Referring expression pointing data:
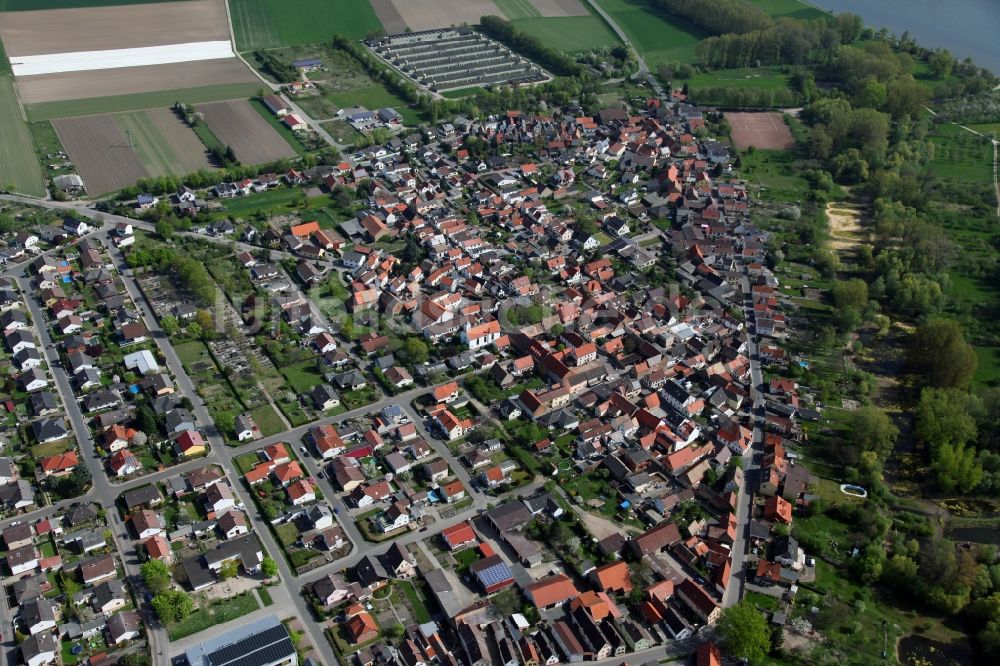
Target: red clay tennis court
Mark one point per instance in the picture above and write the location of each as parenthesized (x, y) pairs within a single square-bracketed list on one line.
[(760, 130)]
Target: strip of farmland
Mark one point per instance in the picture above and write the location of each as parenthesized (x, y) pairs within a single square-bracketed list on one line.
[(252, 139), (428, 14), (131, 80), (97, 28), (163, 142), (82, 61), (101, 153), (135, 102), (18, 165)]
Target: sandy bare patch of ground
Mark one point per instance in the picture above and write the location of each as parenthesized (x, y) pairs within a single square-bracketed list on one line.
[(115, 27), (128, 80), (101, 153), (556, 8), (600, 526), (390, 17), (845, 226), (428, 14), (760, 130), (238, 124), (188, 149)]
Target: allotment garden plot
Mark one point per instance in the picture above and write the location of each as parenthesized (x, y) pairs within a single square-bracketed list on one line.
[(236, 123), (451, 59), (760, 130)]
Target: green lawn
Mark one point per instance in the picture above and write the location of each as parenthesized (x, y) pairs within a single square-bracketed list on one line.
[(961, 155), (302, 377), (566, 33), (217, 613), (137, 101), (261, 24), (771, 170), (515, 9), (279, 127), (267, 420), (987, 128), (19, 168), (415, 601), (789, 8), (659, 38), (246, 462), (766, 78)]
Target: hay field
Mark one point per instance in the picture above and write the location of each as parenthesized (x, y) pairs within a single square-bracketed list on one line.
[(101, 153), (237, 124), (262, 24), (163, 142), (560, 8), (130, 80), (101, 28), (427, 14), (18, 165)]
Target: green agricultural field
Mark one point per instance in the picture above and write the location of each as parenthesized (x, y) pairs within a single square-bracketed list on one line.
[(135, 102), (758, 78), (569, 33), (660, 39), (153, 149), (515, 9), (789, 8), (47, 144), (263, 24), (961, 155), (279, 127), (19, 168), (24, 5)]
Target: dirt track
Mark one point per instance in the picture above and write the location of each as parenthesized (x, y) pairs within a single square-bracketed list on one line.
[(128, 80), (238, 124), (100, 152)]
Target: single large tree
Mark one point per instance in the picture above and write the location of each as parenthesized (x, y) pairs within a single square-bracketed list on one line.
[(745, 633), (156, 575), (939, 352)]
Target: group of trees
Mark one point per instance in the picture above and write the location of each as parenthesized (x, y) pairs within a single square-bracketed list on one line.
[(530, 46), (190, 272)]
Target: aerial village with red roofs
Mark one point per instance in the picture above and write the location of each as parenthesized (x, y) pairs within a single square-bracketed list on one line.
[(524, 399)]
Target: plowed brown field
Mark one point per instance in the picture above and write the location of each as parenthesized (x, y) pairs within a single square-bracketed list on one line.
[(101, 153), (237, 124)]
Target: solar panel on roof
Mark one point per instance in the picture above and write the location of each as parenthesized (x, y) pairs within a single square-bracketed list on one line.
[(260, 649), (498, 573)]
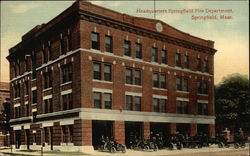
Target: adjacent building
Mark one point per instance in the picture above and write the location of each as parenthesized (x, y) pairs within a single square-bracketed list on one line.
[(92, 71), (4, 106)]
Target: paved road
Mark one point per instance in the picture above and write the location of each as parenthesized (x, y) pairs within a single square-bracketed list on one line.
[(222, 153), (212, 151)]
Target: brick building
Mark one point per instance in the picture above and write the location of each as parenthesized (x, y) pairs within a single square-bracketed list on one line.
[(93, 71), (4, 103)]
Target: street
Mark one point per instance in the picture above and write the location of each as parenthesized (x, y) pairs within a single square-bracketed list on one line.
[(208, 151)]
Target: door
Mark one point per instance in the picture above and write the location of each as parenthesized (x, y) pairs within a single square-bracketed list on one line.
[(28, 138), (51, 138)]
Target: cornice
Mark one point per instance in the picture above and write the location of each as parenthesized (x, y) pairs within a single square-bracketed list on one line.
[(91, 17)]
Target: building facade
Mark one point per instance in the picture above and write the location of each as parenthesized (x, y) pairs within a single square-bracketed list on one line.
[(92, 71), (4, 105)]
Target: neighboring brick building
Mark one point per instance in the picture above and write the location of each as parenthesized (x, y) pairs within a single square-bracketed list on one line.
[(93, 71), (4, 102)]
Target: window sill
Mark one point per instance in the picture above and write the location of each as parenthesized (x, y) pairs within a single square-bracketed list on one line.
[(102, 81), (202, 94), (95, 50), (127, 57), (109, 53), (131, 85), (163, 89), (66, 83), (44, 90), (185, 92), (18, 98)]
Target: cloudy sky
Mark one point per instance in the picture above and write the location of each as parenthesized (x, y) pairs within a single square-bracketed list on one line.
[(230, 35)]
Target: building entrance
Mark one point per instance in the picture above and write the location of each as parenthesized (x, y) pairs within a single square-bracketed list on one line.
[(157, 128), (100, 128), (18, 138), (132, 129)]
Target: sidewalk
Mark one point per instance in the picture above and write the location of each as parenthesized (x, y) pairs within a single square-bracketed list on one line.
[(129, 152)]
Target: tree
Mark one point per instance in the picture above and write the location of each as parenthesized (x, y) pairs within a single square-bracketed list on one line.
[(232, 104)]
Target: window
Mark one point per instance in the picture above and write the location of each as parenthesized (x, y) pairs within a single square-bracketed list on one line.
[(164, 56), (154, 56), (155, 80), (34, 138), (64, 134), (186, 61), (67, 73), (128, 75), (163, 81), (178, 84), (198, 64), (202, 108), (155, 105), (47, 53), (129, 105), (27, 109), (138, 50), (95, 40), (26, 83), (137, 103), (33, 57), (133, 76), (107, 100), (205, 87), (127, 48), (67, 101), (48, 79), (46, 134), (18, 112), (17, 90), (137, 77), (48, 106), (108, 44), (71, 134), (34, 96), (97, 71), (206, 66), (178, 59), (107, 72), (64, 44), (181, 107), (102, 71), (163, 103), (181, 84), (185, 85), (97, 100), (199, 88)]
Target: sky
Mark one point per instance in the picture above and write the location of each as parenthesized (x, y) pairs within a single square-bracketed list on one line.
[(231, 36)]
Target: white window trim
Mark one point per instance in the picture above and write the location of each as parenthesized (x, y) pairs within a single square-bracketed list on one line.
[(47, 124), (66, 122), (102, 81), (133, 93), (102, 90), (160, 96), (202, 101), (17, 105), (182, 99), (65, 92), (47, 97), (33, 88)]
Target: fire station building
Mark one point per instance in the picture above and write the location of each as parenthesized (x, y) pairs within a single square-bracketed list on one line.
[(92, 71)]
* * *
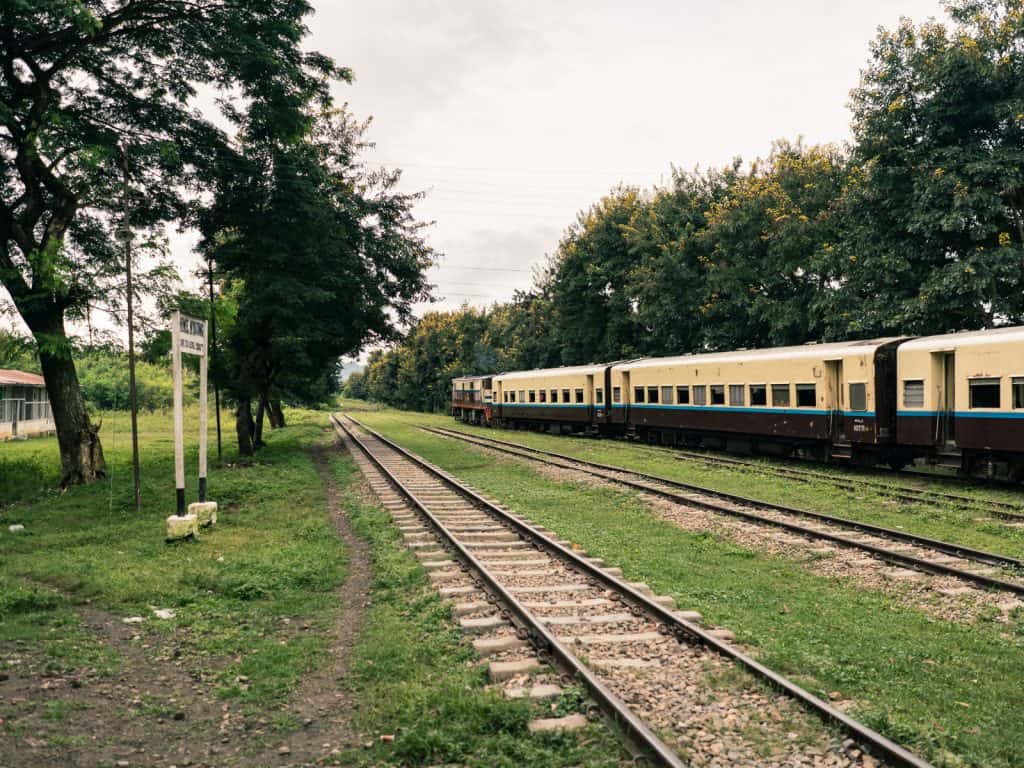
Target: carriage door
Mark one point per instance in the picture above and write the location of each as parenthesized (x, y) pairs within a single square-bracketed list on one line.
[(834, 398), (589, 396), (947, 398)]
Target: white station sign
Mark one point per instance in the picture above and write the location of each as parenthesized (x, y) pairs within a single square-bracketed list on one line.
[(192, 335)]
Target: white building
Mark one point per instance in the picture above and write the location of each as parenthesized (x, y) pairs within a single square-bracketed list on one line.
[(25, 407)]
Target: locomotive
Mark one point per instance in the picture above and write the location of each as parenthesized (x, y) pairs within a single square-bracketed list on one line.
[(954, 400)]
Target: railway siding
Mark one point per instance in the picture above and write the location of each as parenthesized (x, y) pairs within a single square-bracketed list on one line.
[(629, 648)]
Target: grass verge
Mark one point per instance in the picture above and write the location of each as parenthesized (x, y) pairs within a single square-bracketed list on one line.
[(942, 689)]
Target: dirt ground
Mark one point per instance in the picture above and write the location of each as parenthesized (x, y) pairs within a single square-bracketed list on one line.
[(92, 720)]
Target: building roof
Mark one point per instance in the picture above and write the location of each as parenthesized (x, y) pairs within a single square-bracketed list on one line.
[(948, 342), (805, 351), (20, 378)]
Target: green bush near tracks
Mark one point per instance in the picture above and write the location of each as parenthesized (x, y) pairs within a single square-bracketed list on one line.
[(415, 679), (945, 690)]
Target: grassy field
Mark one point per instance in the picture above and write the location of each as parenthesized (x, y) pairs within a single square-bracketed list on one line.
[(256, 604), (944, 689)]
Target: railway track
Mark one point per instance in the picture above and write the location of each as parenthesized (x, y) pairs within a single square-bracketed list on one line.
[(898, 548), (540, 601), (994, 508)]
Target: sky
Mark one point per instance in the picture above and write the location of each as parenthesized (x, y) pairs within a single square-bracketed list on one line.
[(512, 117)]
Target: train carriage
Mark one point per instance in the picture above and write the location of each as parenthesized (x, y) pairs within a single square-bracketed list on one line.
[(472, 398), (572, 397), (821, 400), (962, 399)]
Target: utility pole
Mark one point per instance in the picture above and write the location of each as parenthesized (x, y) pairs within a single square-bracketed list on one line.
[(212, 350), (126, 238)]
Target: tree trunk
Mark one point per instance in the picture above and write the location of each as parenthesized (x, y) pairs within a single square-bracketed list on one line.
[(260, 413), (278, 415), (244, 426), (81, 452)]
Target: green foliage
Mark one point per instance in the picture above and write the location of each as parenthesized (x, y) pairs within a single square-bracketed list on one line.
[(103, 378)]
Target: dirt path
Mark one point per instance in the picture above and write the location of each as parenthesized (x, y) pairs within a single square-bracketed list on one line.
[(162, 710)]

REQUIREMENT ▸ Copy each line above where the string "station" occurs.

RESULT OF THIS TASK ▸
Target: fire station building
Target: white station sign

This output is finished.